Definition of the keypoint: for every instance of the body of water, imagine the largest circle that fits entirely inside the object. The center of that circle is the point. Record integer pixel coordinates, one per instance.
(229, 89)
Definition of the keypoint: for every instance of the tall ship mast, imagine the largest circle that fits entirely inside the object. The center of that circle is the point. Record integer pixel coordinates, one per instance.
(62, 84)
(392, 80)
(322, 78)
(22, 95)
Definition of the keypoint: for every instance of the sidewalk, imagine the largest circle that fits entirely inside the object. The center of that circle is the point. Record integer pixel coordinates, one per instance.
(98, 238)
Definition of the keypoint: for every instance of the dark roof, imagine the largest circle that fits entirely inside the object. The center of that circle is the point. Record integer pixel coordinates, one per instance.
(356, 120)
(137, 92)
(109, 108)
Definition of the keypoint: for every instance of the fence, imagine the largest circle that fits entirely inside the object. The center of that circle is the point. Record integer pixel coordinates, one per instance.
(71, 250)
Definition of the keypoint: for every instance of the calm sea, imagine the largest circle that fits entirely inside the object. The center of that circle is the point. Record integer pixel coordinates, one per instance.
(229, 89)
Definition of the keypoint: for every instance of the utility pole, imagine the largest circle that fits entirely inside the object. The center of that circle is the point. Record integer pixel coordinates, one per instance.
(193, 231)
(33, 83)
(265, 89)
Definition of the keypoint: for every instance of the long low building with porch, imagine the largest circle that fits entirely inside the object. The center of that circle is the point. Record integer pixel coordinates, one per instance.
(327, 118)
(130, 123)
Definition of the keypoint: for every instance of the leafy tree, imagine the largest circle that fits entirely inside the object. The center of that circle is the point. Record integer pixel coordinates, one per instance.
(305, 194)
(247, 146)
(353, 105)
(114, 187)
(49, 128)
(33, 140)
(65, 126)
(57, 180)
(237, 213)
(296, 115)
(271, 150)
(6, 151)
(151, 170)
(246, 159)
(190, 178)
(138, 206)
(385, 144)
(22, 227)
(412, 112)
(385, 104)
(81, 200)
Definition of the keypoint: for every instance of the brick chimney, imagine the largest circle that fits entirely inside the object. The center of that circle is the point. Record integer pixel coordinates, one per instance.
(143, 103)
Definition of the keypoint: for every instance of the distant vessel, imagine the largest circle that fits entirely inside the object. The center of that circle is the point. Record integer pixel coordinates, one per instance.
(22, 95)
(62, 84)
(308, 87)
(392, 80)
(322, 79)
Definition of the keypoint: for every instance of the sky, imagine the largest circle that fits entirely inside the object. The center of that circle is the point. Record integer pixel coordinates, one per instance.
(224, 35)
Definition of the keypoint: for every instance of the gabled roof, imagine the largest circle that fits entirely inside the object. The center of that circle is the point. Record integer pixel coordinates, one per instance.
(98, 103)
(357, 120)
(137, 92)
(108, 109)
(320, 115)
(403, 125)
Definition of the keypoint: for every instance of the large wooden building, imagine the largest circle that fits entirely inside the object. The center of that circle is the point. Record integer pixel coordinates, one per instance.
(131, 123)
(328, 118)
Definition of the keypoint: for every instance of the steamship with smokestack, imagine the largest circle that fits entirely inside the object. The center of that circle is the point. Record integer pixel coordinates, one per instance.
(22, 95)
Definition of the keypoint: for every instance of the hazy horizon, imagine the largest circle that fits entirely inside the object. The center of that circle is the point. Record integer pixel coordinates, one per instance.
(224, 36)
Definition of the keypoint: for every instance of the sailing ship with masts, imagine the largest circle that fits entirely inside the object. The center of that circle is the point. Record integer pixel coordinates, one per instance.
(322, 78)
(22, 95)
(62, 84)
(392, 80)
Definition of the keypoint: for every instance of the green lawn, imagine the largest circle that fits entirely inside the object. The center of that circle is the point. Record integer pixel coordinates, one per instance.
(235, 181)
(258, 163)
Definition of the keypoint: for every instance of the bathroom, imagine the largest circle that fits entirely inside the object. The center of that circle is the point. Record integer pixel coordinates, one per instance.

----------------

*Problem description:* The lines to quote run from the one containing "Definition of the keypoint: for every instance of the large" through the final line of the material above; please give them exactly, both ends included, and nothing else.

*Written answer:*
Definition of the keypoint: for every instance of the large wooden building, imagine the largest circle that fits entirely inside the object. The center of that circle is the point. Record integer pixel coordinates, one per instance.
(131, 123)
(328, 118)
Definition of the keypoint: for every instance of the steamship with smokestack, imagine the largest circle that fits entirely inside the object. The center of that circle is the point. Record integer pixel coordinates, one per instance.
(22, 95)
Definition of the keypoint: for every instance of the hazy horizon, imagine the largest circle that fits entirely inside the object. The center of that circle is the point. Record integer pixel coordinates, one per instance.
(224, 36)
Definition of the keypoint: for every instance of the sailing ship with masts, imagine the largest circle that fits entirely inside the object. The center of that circle is the point. Record integer pixel coordinates, one per instance.
(322, 78)
(22, 95)
(62, 84)
(392, 80)
Definition of the keypoint: for every instance of the green lawn, imagine the largest circle that fits entirely inside the object. The center of that circle is the point. Record integer pixel coordinates, one per instance.
(235, 181)
(258, 163)
Definition of the keypoint: for every instance of the bathroom, imagine the largest circle that fits entirely inside the object. The center of that circle is the point. Record integer pixel coordinates, one per instance.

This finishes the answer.